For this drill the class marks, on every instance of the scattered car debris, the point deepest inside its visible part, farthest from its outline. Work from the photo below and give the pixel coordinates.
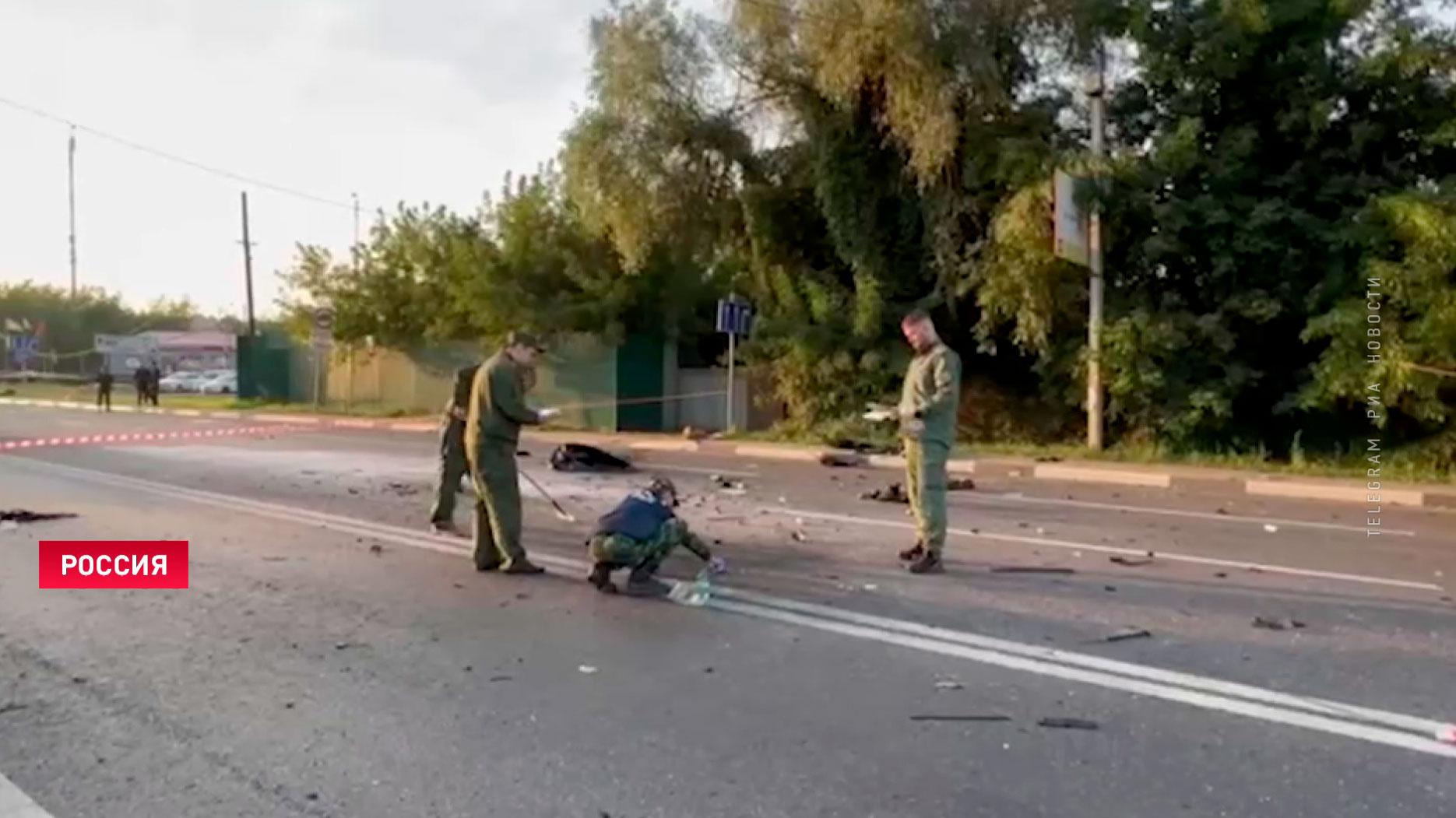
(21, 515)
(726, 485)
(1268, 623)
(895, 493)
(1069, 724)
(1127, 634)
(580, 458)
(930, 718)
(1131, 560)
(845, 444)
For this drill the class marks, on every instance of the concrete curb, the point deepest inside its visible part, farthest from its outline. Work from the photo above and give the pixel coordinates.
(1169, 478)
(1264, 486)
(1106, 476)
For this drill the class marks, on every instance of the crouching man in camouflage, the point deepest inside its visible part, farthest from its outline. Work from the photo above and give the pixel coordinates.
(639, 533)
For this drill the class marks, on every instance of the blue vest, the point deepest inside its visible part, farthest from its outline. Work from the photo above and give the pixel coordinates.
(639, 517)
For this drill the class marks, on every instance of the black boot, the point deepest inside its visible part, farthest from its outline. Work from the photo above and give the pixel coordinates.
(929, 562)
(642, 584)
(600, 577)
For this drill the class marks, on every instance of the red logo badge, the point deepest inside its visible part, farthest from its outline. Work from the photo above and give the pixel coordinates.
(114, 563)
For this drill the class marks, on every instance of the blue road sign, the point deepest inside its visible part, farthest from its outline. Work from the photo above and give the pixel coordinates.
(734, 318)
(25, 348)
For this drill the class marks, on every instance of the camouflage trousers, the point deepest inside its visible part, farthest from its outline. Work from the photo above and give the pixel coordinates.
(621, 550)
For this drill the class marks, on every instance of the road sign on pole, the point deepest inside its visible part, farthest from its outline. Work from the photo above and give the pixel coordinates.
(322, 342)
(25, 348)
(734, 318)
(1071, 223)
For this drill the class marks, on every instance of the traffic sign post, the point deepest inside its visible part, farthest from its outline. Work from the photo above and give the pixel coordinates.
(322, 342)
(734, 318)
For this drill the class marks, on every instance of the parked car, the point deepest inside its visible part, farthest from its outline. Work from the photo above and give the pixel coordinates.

TASK TO COMPLETE:
Return exactly the lines from the one containing "of the black" to the last line of the data, and nothing more.

RESULT FOR THIS TASK:
For this drill the class marks, on every instance of the black boot, the point deepest inside its visible part, farthest from its outline. Work from the photo above and give the pixel coordinates.
(929, 562)
(642, 584)
(600, 577)
For this drill the class marks, on every instance of the red logo badge, the point deepest inside its visible part, farthest from its outline. Work from the photo above and give the pixel coordinates.
(114, 563)
For this drill the class marks, on every instance of the blue road sign, the point deepest inside its visible part, farthest from its outline. Work from the photo above and give the pixel coordinates.
(734, 318)
(25, 348)
For this drill the class marks, on every instance of the camouflage trousers, the point deepest inside its visible part, farthest from its outline. Work from the photo above and give the pixel coordinates.
(621, 550)
For this drill the class marks, on every instance of the road sign on pole, the point deepest inside its visible part, farthest from its outline. Work from the photo above and give the pixel coordinates.
(322, 342)
(25, 348)
(734, 318)
(1071, 223)
For this drill the class marks, on every instance of the traffic sign post, the point deepest inside its visible part, farthest from its outline. Work from the photo above and give the pixel coordinates.
(322, 342)
(734, 318)
For this drill the class marks, on every instance of the parked car, the point deepest inside its visible part, farthest from its outline. Work from the photo above and give the pixel coordinates.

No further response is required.